WHAT THIS TASK INVOLVES:
A single number is wanted: how many lines of the records below contain the word "Find".

########

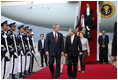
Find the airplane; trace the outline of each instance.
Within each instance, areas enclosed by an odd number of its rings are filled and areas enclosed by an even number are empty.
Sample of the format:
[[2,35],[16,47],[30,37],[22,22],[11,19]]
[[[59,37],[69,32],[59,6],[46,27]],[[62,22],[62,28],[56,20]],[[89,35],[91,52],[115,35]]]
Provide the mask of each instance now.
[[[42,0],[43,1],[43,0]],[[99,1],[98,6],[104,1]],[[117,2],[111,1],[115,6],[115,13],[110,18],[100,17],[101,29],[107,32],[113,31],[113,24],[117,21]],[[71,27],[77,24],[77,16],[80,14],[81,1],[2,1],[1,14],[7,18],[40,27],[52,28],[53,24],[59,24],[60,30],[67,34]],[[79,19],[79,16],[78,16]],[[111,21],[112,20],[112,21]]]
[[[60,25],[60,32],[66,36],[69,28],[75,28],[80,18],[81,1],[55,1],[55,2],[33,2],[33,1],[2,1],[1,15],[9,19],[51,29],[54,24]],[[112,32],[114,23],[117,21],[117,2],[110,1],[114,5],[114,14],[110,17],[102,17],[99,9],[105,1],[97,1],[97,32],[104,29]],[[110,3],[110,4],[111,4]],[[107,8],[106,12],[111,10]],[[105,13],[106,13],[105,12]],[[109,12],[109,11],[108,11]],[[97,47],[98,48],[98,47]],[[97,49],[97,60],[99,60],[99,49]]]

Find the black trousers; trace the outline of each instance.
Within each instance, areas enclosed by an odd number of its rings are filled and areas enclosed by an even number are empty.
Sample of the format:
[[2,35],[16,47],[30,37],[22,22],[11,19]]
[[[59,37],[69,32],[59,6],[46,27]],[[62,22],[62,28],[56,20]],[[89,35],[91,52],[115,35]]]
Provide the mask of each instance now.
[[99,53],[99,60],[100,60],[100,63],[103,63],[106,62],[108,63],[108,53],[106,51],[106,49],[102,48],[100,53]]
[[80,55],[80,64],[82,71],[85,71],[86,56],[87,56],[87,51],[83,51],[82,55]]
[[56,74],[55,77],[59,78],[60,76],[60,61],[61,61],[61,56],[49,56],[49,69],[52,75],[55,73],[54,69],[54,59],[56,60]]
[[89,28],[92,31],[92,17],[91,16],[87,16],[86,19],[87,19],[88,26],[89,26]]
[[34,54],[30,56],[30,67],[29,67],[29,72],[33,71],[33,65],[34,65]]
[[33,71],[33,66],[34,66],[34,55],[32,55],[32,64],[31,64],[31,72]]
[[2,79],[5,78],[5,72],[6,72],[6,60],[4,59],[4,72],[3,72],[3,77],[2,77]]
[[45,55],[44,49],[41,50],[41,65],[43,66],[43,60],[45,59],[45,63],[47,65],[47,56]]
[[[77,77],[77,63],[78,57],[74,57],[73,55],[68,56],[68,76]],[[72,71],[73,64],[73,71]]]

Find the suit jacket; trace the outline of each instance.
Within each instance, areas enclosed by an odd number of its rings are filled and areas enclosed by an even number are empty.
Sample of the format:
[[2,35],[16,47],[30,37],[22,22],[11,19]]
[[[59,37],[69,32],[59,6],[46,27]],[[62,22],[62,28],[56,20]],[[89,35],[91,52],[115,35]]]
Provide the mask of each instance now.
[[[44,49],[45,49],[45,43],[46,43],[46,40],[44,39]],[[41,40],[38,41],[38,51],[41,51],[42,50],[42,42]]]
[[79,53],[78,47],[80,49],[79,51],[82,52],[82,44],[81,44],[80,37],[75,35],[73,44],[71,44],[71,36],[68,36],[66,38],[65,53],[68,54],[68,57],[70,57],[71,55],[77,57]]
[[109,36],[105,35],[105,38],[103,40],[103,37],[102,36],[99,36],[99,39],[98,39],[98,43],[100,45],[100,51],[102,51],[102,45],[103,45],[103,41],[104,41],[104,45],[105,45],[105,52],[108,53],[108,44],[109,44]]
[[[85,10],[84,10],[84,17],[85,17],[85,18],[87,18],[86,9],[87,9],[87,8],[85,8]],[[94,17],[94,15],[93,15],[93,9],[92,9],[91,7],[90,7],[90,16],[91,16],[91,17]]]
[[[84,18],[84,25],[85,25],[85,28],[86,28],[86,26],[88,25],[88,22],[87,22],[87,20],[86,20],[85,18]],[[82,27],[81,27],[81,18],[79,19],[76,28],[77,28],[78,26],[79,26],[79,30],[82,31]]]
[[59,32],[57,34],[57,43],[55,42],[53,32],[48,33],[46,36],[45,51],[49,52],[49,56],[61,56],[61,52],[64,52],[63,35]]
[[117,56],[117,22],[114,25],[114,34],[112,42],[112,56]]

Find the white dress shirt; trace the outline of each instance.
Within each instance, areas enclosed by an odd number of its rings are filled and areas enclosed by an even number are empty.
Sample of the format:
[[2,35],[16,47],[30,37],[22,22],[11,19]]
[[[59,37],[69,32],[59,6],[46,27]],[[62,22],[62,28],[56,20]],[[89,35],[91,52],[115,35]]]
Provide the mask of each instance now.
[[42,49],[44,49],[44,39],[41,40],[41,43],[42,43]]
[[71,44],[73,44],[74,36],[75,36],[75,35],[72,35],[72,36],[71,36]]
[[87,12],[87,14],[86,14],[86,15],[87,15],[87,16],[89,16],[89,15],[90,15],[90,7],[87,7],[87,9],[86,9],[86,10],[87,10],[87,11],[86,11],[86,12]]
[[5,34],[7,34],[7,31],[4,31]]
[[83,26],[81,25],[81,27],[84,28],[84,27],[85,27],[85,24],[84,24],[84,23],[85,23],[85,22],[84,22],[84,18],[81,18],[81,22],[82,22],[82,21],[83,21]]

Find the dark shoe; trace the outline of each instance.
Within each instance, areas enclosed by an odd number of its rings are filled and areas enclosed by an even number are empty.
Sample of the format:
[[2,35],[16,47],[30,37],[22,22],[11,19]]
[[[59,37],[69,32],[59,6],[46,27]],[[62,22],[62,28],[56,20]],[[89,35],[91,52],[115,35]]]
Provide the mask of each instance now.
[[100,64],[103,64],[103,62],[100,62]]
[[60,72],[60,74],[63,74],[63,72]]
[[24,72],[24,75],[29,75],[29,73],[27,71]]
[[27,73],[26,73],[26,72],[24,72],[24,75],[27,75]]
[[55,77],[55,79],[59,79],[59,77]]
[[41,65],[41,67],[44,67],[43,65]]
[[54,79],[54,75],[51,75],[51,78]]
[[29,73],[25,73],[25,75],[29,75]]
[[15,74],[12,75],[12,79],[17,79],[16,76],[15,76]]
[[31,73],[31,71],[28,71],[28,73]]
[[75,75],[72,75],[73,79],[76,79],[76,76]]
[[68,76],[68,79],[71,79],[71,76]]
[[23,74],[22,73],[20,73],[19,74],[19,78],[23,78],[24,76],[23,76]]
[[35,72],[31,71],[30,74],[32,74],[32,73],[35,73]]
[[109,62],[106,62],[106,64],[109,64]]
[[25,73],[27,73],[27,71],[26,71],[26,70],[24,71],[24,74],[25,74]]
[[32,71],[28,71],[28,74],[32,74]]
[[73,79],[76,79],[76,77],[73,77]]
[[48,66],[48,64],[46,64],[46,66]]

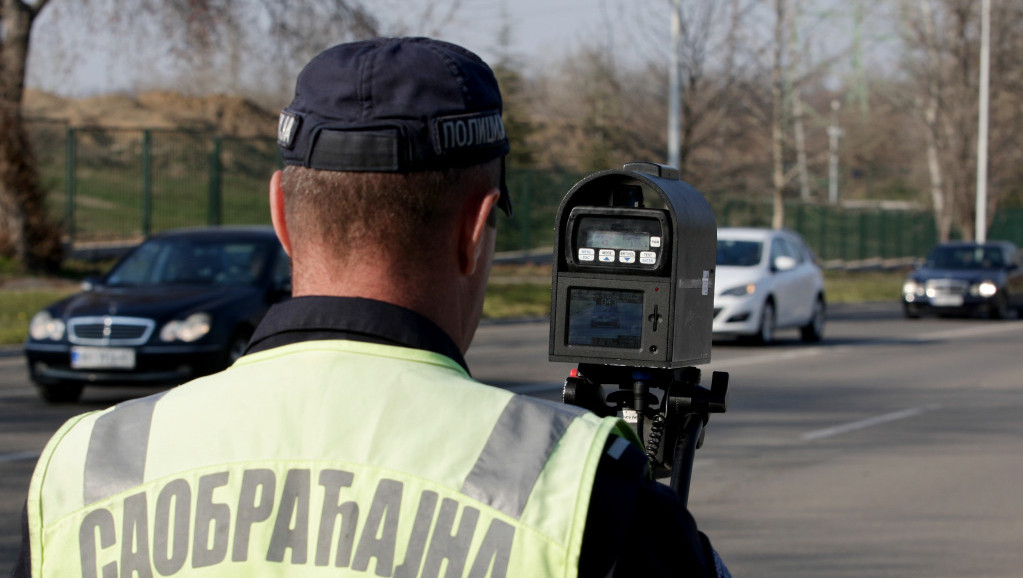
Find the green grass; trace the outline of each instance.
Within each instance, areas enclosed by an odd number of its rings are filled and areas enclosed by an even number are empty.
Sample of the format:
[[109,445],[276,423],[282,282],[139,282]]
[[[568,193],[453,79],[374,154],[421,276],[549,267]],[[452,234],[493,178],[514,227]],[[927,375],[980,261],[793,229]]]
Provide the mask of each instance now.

########

EXERCISE RESULT:
6